> **Excerpt provided**:
Any problem, big or small, within a family, always seems to start with bad communication. Someone isn’t listening.
-Emma Thompson
Teenagers. Angry kids. Youth. Misunderstood kids. Though now adults, we were once kids ourselves. If we just take a few minutes to recall those days, those moments of pause help us reflect on our youth and can guide us on how to best respond to kids now.
What do you do when a teenager “needs” support, but doesn’t want to be supported or helped? As adults, we try to determine the need, but often feel helpless to insert our wisdom or advice. Our words may seem like they have fallen on deaf ears or are hanging in the air. It often seems this way. But youth do listen. I often wonder what piece of what an adult says sticks with a youth.
I have had the privilege and opportunity to have three of my own children, and to have worked with hundreds of youth, mostly teenagers, who have taught me that most kids want help and support. At least I believe they do. The first task for an adult trying to support or help a youth is to answer the question, “Do I believe youth want to be supported and offered help?” It is important that we not get stuck in the thought, “She/he doesn’t listen to me, and because of this does not want my support or help.” This often results in a loss of opportunity to join, connect with, and establish a relationship with a youth.

> **Problem to solve**:
What does the text on supporting teenagers name as the first task for an adult who is trying to support or help a youth? The data after this point comes from a different source than the text on supporting teenagers.

> **Dataset rows**:
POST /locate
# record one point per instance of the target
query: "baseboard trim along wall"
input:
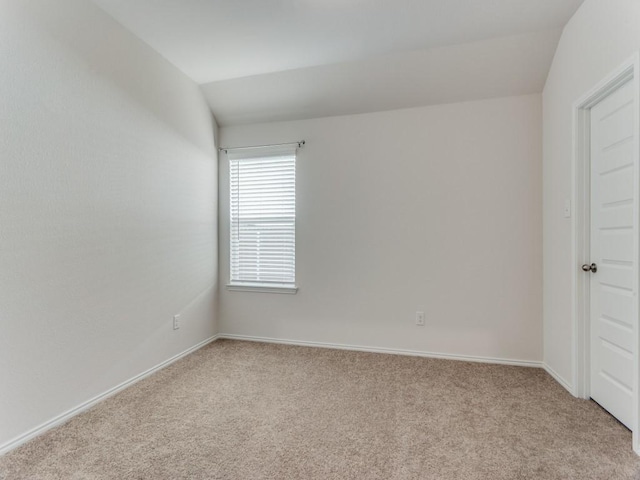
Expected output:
(556, 376)
(361, 348)
(64, 417)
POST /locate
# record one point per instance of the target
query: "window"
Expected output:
(263, 219)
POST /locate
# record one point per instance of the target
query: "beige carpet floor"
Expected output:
(241, 410)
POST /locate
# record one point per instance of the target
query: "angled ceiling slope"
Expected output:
(265, 60)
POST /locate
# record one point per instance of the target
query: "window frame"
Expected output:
(254, 153)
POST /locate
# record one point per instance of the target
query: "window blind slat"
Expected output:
(262, 196)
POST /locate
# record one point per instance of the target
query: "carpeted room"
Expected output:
(308, 239)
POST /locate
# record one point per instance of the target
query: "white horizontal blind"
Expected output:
(263, 217)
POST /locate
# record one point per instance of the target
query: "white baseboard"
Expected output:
(39, 430)
(558, 378)
(361, 348)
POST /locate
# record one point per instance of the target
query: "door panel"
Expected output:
(613, 233)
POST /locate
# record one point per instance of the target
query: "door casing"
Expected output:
(581, 231)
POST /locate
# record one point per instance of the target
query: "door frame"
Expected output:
(629, 71)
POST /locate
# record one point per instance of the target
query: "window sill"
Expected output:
(261, 288)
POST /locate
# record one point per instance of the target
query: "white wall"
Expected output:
(108, 187)
(601, 35)
(435, 208)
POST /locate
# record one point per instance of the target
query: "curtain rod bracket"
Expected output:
(300, 144)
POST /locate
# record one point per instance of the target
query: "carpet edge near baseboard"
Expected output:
(392, 351)
(69, 414)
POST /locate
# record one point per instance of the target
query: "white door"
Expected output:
(613, 235)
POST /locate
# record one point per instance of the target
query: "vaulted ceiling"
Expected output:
(265, 60)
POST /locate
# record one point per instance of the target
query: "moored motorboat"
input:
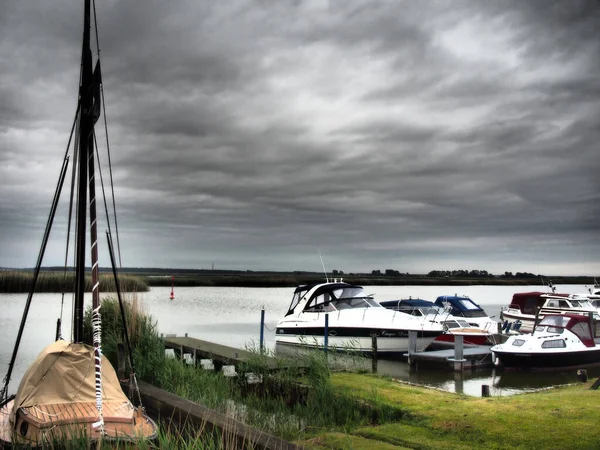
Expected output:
(461, 306)
(353, 318)
(527, 307)
(453, 326)
(559, 340)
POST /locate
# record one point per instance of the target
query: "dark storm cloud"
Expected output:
(386, 133)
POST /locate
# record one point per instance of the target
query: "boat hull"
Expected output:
(528, 360)
(389, 342)
(42, 424)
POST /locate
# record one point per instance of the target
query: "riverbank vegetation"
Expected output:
(140, 279)
(21, 281)
(343, 410)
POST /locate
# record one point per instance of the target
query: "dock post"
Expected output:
(459, 342)
(262, 331)
(374, 352)
(412, 346)
(485, 390)
(326, 336)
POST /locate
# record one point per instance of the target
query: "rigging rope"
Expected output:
(97, 337)
(61, 179)
(107, 143)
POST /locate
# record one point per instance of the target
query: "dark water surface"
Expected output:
(231, 316)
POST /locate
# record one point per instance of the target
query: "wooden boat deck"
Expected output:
(121, 421)
(45, 416)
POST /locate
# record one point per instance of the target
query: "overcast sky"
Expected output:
(410, 135)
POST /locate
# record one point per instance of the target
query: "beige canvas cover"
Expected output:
(64, 373)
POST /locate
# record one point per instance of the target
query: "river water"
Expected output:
(231, 316)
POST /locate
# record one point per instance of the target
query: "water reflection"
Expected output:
(231, 316)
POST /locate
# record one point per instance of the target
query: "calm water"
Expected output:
(231, 316)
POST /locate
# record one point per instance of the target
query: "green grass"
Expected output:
(344, 410)
(559, 418)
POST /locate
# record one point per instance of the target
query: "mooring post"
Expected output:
(262, 331)
(326, 336)
(412, 347)
(485, 390)
(374, 352)
(458, 352)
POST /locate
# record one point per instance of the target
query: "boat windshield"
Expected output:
(356, 302)
(555, 321)
(581, 304)
(456, 323)
(553, 330)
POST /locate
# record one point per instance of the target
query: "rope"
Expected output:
(271, 330)
(97, 336)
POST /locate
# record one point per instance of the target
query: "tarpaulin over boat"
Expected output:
(64, 373)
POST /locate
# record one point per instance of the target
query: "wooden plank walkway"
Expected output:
(225, 355)
(184, 414)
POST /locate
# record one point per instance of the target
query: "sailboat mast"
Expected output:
(86, 128)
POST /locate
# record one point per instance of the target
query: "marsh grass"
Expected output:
(19, 282)
(289, 403)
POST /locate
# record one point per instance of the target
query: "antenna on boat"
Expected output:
(323, 264)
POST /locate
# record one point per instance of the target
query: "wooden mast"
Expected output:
(86, 128)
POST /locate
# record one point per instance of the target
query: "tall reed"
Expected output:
(21, 281)
(274, 407)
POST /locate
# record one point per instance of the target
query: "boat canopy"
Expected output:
(64, 373)
(407, 302)
(529, 302)
(578, 324)
(322, 296)
(460, 306)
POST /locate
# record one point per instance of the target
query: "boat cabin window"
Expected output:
(554, 343)
(530, 305)
(582, 330)
(468, 304)
(557, 321)
(320, 303)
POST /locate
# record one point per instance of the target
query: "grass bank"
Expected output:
(561, 418)
(346, 410)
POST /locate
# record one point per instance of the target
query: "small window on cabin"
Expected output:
(554, 343)
(582, 330)
(320, 303)
(530, 305)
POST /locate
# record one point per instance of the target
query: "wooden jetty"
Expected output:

> **Exercise output**:
The adult must answer the question, "Do I believe youth want to be supported and offered help?"